Lines that contain the string "dress" are the ones to list; copy all of them from the records.
*** Opening of DATA ***
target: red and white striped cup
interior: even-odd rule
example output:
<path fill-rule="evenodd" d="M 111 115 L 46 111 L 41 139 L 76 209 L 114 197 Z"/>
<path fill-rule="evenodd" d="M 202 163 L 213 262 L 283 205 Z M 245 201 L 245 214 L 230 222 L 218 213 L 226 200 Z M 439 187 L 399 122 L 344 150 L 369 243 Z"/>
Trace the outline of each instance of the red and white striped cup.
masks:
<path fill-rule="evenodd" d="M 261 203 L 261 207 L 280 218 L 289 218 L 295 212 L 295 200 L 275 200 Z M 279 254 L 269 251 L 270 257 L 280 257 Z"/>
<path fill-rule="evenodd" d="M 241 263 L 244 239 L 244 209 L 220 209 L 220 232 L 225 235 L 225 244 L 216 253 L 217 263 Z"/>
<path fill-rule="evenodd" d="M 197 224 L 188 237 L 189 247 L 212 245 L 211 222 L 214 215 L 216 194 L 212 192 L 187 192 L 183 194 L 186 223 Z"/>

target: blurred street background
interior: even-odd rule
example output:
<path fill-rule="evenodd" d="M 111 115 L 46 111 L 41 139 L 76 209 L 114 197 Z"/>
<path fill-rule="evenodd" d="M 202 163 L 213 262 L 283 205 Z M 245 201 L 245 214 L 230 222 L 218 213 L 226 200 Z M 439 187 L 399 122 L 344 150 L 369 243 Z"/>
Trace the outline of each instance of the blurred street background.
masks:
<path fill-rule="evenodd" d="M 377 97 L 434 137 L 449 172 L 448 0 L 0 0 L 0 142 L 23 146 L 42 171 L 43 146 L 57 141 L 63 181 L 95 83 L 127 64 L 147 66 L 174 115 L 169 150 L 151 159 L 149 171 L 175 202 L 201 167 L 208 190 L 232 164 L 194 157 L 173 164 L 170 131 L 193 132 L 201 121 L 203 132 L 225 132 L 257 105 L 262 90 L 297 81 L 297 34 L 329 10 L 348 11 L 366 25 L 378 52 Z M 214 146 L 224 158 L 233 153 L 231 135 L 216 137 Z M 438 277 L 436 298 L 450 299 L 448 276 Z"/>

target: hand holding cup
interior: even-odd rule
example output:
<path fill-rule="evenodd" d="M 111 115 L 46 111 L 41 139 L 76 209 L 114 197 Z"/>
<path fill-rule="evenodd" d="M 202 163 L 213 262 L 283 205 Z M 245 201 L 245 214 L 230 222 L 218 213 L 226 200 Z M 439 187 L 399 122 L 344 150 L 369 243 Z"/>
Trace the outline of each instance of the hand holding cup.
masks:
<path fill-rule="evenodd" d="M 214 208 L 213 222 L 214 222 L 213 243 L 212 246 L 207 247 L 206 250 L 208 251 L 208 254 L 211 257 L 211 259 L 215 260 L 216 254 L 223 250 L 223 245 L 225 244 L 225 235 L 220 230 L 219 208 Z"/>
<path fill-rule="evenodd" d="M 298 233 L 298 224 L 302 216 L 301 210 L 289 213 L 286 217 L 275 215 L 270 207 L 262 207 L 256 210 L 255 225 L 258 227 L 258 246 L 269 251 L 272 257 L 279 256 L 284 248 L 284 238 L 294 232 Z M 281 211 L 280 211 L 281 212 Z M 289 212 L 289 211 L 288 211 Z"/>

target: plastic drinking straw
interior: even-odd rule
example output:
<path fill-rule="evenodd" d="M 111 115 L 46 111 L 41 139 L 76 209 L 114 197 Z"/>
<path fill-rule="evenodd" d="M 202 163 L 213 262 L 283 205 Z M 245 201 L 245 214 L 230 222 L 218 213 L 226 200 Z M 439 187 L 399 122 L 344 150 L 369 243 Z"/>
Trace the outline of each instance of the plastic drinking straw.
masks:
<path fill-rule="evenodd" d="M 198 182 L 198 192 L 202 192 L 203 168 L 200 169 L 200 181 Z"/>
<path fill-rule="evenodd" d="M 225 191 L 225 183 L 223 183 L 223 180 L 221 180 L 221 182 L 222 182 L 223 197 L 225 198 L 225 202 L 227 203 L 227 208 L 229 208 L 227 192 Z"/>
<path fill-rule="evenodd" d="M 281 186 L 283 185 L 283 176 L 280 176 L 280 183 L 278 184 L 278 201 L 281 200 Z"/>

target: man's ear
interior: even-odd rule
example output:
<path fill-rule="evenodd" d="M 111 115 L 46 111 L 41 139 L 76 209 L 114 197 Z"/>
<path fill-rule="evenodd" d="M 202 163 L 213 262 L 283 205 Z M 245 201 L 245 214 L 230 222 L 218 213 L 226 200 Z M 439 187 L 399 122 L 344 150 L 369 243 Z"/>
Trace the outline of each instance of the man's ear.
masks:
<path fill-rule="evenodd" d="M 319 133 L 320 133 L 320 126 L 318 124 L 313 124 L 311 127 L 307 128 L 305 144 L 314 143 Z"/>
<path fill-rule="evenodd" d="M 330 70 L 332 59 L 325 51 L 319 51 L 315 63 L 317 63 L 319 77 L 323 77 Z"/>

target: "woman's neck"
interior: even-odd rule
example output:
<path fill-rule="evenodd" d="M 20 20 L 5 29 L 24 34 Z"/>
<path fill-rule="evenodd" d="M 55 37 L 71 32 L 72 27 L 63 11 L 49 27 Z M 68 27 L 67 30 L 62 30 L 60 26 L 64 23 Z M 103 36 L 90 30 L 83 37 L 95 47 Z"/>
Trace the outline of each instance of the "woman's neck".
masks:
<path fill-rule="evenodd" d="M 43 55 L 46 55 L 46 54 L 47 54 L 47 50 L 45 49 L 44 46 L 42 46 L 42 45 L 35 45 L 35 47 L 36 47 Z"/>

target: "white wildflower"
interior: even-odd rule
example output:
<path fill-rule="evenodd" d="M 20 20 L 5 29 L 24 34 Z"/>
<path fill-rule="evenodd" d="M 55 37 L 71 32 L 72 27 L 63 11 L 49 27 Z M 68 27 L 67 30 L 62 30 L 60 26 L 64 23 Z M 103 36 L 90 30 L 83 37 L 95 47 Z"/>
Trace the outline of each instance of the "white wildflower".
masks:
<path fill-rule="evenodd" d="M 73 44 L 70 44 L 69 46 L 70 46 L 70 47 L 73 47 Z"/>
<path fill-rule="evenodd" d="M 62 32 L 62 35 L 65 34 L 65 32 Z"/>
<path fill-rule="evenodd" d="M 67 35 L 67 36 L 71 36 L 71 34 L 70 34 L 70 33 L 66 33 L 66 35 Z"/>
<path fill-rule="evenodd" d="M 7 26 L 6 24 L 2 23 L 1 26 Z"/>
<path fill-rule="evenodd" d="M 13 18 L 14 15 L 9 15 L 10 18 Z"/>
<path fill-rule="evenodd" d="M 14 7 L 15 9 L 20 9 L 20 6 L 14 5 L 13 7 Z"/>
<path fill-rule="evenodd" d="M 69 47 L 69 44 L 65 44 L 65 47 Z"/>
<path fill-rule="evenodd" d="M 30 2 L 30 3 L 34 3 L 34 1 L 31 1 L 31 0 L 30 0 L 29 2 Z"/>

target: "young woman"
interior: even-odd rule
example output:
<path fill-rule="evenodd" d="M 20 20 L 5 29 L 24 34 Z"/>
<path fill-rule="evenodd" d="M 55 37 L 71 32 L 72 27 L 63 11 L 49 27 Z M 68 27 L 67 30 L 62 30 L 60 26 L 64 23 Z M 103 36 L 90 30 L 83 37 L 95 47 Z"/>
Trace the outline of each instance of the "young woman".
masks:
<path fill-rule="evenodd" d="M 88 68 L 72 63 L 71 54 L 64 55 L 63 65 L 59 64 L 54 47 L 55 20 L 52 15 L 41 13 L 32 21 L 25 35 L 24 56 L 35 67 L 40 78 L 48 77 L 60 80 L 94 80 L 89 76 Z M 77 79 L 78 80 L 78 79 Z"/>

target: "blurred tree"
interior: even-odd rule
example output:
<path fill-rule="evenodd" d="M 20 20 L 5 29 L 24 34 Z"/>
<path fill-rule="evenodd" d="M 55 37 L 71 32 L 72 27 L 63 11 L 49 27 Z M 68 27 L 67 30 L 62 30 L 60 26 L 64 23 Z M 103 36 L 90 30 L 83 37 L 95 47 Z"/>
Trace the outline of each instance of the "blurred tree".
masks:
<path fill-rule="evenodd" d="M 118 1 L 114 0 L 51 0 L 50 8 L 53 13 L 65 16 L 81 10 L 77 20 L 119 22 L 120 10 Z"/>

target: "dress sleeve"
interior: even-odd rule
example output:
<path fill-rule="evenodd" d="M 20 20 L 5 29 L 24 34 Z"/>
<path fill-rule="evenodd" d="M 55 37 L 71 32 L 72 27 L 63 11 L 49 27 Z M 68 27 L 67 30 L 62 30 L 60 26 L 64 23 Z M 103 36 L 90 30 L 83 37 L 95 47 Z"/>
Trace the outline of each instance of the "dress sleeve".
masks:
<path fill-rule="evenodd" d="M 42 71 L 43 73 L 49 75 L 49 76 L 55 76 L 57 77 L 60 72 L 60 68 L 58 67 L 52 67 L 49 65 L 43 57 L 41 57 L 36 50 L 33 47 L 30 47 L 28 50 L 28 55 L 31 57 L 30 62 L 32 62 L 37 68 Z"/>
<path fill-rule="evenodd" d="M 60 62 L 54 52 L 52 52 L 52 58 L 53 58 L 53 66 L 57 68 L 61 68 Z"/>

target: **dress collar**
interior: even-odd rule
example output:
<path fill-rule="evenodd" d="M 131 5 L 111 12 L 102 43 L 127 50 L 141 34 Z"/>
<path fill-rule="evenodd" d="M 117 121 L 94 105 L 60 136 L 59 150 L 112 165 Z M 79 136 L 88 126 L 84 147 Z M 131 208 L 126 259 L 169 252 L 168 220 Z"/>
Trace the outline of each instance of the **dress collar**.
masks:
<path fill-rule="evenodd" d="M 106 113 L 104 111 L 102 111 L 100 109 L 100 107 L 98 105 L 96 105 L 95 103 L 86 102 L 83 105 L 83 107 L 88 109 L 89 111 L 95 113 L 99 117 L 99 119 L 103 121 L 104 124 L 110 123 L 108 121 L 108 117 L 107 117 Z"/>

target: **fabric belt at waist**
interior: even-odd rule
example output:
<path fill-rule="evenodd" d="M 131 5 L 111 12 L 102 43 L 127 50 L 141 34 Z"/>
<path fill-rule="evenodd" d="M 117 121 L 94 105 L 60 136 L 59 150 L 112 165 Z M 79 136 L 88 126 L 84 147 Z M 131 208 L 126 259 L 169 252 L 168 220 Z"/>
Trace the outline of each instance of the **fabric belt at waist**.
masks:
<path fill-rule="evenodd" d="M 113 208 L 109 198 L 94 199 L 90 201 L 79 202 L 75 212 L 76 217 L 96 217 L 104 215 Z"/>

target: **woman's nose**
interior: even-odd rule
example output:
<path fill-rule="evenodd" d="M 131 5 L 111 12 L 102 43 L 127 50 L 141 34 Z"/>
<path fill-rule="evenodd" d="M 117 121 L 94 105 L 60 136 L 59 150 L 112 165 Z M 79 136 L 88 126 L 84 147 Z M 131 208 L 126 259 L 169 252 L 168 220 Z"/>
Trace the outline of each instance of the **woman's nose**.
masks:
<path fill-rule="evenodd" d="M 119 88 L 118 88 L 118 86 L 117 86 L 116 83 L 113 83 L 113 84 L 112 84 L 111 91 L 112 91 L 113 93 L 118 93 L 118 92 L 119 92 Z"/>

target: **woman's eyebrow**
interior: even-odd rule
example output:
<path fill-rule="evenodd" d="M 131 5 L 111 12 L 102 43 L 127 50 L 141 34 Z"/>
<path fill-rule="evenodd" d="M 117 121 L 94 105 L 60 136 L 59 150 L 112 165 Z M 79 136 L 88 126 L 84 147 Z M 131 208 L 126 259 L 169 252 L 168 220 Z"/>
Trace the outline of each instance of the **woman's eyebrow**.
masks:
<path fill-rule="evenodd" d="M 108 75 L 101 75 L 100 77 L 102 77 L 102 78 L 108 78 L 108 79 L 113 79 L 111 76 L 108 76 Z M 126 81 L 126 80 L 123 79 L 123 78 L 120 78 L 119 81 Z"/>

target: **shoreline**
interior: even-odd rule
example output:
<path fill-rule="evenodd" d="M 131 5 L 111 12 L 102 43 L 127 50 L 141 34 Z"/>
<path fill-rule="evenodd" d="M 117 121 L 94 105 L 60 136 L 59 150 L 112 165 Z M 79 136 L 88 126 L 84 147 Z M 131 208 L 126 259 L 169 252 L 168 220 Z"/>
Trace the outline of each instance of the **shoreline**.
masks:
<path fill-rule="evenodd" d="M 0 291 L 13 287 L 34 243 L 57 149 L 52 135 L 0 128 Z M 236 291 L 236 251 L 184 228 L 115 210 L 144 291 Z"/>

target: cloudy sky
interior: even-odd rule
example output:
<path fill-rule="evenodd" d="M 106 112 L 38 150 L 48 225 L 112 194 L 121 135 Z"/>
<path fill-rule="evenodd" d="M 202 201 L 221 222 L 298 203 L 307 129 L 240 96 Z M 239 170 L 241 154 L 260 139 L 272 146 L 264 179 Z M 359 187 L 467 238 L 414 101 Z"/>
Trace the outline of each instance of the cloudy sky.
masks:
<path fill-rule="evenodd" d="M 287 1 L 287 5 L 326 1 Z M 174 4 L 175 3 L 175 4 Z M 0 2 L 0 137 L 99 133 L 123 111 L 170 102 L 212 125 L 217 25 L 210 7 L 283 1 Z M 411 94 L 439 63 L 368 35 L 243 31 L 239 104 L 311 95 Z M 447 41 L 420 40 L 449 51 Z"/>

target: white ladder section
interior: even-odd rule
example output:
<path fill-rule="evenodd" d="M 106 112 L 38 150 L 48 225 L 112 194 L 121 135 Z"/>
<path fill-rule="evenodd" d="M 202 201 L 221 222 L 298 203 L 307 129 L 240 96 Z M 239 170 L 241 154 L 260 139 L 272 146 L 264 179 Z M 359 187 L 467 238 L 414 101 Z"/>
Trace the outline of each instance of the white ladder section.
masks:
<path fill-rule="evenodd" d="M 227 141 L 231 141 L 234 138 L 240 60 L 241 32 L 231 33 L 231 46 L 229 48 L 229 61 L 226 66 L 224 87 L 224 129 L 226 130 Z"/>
*** Close of DATA ***
## SOLUTION TO THIS EXERCISE:
target: "dress sleeve"
Trace the outline of each instance of the "dress sleeve".
target: **dress collar**
Trace the outline of each instance of the **dress collar**.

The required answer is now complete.